> _DOCUMENT EXTRACT_:
● ● ●
Max von Gagern (b. Weilburg (in Nassau), Germany, 25 March 1810; died Vienna, 17 October 1889) was a German liberal politician.

==Early life==
He was the son of Hans Christoph von Gagern, minister of state in Nassau; he attended the gymnasiums at Kreuznach, Mannheim, and Weilburg, and studied law from 1826 at Heidelberg, Utrecht, and Göttingen. After a stay in Paris he received in 1829 a position in the cabinet of William I, King of the Netherlands. At the outbreak of the Belgian Revolution (1830) he joined the Dutch army as a volunteer and took part in the war against Belgium. In 1833 he retired from the service of the Netherlands, married Franzina Lambert, of The Hague, and took up historical studies in order to fit himself for the position of Privatdozent at Bonn University. He was at Bonn during the years 1837-40. In 1837, although still a Protestant, he sided with the imprisoned Archbishop of Cologne, Droste-Vischering, and thus lost the favour of the Prussian Government. In 1840 he was appointed ministerial successor with the title of Legationsrat by the Duke of Nassau.

On 28 August 1843, he joined the Roman Catholic Church. Although naturally very religious he had grown indifferent to religion during his student life and his residence in the Netherlands. Acquaintance with Catholics and with the historian Georg Friedrich von Böhmer, who was friendly to Catholicism, awakened in him respect and veneration for the Church. The chief sources of his Catholic knowledge were, as he himself says, the Imitation of Christ by Thomas à Kempis, the study of Johann Möhler's Symbolik, and the New Testament. His conversion did not affect the favour of the Duke of Nassau who appointed him in 1844 extraordinary envoy to the Courts of the Netherlands and Belgium.
● ● ●
> _WHAT TO PRODUCE_: Copy out the Max von Gagern biography in full, word for word. The records are unrelated to this text.
● ● ●
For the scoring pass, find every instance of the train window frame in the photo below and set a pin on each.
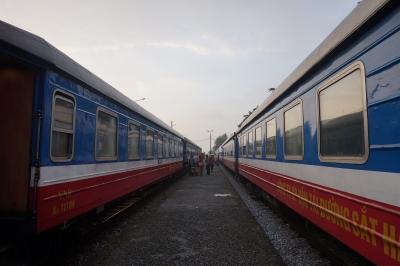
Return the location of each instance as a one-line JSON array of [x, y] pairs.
[[259, 126], [358, 65], [248, 143], [287, 108], [266, 136], [140, 140], [152, 148], [111, 113], [244, 144], [160, 138], [165, 146], [61, 94]]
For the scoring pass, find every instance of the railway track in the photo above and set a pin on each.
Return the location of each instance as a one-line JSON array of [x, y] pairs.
[[328, 247]]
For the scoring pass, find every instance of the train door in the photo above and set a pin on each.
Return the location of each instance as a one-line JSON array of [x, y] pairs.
[[17, 89]]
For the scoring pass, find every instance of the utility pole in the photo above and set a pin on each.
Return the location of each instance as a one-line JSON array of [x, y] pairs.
[[209, 131], [141, 99]]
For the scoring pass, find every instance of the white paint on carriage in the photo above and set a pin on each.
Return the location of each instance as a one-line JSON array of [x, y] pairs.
[[380, 186], [50, 175]]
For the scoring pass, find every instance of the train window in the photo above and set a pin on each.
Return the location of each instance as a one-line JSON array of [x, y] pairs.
[[271, 139], [165, 147], [106, 135], [258, 142], [170, 148], [250, 144], [342, 127], [149, 144], [133, 141], [62, 136], [293, 128], [159, 146], [244, 147], [175, 149]]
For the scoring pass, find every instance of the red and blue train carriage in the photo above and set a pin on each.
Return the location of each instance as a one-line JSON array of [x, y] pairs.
[[326, 142], [71, 143]]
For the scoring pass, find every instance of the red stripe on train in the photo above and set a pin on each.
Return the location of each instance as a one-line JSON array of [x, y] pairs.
[[369, 227], [61, 202]]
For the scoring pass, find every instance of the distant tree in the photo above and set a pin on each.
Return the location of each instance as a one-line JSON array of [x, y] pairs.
[[219, 140]]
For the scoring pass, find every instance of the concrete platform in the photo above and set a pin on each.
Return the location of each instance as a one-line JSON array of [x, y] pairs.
[[198, 220]]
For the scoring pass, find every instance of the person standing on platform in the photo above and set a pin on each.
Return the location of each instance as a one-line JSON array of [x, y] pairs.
[[208, 165], [212, 162], [201, 163]]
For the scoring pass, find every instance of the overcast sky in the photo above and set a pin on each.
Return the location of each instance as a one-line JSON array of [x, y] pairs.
[[202, 64]]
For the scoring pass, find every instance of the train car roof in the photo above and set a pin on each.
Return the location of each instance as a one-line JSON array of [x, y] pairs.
[[228, 139], [40, 48], [191, 142], [360, 14]]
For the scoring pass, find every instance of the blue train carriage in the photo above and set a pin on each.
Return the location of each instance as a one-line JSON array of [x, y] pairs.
[[326, 143], [230, 153], [70, 142], [191, 148]]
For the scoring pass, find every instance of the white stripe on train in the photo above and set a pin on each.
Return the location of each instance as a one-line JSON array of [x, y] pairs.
[[50, 175]]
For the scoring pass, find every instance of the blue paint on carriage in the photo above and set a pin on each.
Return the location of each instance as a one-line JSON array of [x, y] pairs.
[[377, 47], [87, 102]]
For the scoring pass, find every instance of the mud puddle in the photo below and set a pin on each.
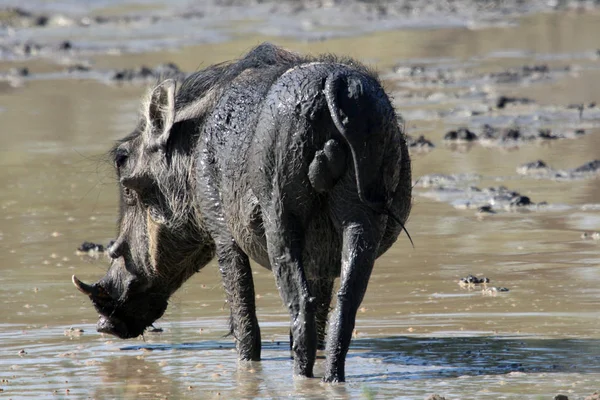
● ● ●
> _ANSWER SECTION_:
Max von Gagern (b. Weilburg (in Nassau), Germany, 25 March 1810; died Vienna, 17 October 1889) was a German liberal politician.

==Early life==
He was the son of Hans Christoph von Gagern, minister of state in Nassau; he attended the gymnasiums at Kreuznach, Mannheim, and Weilburg, and studied law from 1826 at Heidelberg, Utrecht, and Göttingen. After a stay in Paris he received in 1829 a position in the cabinet of William I, King of the Netherlands. At the outbreak of the Belgian Revolution (1830) he joined the Dutch army as a volunteer and took part in the war against Belgium. In 1833 he retired from the service of the Netherlands, married Franzina Lambert, of The Hague, and took up historical studies in order to fit himself for the position of Privatdozent at Bonn University. He was at Bonn during the years 1837-40. In 1837, although still a Protestant, he sided with the imprisoned Archbishop of Cologne, Droste-Vischering, and thus lost the favour of the Prussian Government. In 1840 he was appointed ministerial successor with the title of Legationsrat by the Duke of Nassau.

On 28 August 1843, he joined the Roman Catholic Church. Although naturally very religious he had grown indifferent to religion during his student life and his residence in the Netherlands. Acquaintance with Catholics and with the historian Georg Friedrich von Böhmer, who was friendly to Catholicism, awakened in him respect and veneration for the Church. The chief sources of his Catholic knowledge were, as he himself says, the Imitation of Christ by Thomas à Kempis, the study of Johann Möhler's Symbolik, and the New Testament. His conversion did not affect the favour of the Duke of Nassau who appointed him in 1844 extraordinary envoy to the Courts of the Netherlands and Belgium.